* _Items from a dataset_
══════
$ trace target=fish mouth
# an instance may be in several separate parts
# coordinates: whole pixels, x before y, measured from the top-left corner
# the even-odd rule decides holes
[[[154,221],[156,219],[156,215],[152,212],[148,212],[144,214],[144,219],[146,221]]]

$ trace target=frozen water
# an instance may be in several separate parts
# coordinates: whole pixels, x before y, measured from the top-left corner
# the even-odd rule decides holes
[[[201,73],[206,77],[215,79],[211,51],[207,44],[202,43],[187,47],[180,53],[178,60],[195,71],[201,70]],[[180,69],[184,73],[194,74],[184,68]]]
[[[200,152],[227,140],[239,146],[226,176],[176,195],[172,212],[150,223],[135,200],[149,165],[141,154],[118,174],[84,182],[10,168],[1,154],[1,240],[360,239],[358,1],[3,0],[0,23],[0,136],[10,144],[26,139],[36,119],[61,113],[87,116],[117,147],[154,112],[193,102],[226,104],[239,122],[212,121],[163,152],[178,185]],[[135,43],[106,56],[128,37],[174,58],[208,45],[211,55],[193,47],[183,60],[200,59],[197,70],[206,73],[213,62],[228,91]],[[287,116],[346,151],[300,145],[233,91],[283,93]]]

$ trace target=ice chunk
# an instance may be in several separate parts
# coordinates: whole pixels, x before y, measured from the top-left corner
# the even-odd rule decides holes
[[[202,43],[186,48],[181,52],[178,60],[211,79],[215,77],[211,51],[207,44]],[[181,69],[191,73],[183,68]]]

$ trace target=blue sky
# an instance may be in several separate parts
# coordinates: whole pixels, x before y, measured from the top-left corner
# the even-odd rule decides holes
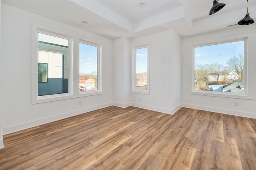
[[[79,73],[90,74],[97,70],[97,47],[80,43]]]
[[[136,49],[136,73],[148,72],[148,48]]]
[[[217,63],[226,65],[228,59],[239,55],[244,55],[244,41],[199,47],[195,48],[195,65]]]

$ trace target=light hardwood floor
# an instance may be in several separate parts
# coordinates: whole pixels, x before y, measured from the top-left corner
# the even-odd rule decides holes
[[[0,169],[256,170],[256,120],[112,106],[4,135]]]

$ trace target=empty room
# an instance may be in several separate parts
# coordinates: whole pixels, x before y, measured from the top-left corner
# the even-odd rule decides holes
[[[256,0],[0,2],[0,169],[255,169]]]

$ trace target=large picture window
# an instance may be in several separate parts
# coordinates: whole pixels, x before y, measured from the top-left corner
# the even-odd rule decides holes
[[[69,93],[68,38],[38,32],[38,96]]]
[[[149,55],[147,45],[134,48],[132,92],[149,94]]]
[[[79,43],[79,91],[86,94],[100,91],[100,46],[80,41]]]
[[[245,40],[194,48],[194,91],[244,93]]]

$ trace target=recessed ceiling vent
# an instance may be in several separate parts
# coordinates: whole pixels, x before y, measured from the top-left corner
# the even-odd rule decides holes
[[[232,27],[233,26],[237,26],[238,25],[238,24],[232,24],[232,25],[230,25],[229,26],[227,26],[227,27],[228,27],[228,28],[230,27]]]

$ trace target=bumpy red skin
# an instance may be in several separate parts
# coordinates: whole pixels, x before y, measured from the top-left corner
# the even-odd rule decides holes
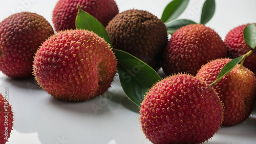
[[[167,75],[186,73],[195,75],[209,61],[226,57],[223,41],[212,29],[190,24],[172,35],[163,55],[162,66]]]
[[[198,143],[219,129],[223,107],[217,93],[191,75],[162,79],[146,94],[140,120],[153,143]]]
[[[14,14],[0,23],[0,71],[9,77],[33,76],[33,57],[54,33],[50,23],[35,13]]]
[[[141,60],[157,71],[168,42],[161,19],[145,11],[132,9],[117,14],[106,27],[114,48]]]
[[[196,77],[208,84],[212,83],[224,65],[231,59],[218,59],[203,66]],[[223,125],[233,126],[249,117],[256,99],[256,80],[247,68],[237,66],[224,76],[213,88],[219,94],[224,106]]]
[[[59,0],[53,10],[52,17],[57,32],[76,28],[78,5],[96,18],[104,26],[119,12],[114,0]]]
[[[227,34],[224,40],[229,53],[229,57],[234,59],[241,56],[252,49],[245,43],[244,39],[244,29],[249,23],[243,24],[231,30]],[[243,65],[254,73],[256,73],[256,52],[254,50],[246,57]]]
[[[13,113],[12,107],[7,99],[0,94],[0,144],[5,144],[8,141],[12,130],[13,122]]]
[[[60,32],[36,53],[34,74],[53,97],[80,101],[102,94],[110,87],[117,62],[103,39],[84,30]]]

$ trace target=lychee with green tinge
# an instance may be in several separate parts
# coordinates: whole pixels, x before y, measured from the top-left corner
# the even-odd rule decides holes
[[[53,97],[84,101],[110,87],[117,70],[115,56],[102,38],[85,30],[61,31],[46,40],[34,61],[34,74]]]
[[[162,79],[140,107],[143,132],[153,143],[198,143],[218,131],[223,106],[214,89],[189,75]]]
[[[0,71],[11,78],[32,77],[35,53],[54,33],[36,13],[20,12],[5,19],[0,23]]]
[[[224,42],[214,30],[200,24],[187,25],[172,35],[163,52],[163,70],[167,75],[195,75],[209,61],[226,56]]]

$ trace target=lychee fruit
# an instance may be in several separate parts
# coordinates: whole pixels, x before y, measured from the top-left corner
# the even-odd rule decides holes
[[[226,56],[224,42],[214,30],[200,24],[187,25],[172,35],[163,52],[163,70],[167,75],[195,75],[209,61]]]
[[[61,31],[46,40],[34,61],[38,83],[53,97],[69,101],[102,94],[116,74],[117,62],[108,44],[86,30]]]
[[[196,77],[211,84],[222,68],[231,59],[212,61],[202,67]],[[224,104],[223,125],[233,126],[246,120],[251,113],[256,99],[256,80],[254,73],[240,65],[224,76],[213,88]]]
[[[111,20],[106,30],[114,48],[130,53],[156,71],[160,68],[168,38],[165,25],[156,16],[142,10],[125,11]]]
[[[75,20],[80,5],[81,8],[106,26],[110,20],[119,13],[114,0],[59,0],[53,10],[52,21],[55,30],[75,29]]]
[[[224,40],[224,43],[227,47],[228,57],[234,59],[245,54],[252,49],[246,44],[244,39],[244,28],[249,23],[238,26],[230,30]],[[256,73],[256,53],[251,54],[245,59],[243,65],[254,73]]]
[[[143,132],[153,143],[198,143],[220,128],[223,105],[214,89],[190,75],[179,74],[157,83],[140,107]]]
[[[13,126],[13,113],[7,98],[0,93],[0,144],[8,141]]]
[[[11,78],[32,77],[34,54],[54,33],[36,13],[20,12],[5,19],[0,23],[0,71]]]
══════
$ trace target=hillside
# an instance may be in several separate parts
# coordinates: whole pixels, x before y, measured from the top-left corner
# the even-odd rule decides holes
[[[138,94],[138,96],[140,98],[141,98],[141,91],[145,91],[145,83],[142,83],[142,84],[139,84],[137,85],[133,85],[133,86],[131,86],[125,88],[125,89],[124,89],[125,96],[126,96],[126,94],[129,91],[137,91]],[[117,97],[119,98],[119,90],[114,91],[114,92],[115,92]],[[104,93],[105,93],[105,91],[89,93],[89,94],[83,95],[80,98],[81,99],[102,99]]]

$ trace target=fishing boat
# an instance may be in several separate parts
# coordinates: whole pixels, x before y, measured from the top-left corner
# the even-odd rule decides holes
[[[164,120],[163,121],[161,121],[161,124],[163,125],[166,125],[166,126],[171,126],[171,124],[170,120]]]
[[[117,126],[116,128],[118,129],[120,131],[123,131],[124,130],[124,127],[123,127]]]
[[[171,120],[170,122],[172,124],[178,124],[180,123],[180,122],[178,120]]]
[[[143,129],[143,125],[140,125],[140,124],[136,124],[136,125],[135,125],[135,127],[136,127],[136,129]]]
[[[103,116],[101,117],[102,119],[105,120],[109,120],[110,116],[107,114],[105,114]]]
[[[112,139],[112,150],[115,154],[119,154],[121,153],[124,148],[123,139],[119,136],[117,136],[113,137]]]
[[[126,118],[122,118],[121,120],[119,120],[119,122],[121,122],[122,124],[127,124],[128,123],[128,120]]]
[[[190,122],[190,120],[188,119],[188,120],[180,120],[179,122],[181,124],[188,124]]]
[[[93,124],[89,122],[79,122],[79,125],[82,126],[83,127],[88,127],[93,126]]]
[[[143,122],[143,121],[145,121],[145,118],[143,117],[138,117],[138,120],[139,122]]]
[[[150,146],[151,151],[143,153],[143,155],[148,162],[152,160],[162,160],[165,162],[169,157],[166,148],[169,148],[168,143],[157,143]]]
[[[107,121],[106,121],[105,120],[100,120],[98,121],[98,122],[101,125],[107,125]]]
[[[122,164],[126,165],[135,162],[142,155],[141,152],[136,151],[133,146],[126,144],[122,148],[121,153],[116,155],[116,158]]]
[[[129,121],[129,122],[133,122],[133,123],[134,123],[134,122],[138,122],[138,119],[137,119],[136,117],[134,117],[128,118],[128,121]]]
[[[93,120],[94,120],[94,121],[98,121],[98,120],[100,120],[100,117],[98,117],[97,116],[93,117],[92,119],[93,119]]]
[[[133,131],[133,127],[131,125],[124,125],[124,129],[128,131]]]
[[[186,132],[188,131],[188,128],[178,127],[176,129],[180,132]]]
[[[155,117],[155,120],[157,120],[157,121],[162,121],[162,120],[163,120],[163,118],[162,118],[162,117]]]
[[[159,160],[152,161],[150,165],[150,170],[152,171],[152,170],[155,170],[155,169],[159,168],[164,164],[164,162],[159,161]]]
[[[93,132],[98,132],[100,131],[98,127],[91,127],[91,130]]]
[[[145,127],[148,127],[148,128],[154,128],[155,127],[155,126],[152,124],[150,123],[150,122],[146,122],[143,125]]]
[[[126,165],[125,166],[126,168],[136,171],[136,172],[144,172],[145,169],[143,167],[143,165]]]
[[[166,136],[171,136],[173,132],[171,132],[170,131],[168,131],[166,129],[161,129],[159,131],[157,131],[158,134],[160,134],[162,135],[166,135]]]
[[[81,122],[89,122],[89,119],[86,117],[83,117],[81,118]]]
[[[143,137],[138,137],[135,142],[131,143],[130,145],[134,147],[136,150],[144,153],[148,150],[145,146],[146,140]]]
══════
* _Stated problem_
Please copy the stretch of the first block from the line containing "trace target=blue sky" through the line containing "[[[256,0],[0,2],[0,169],[255,169]]]", both included, reproducing each line unchanged. Leave the pictures out of your copy.

* _Output of the exercise_
$ trace target=blue sky
# an instance may be in several separate parts
# coordinates: whole pixels, x before y, measured from the top-left corner
# the even-odd rule decides holes
[[[79,73],[90,74],[97,70],[97,47],[80,43]]]
[[[136,49],[136,73],[148,72],[148,48]]]
[[[217,63],[226,65],[228,59],[239,55],[244,55],[244,41],[199,47],[195,48],[195,65]]]

$ trace target=light hardwood floor
# an instance may be in several separate parts
# coordinates: whole pixels, x before y, measured from the top-left corner
# the even-odd rule decides holes
[[[0,169],[256,170],[256,120],[112,106],[4,135]]]

$ trace target=empty room
# an instance may be in several separate parts
# coordinates: whole pixels, x before y, measured from the top-left corner
# the even-odd rule decides holes
[[[256,0],[0,2],[0,169],[255,169]]]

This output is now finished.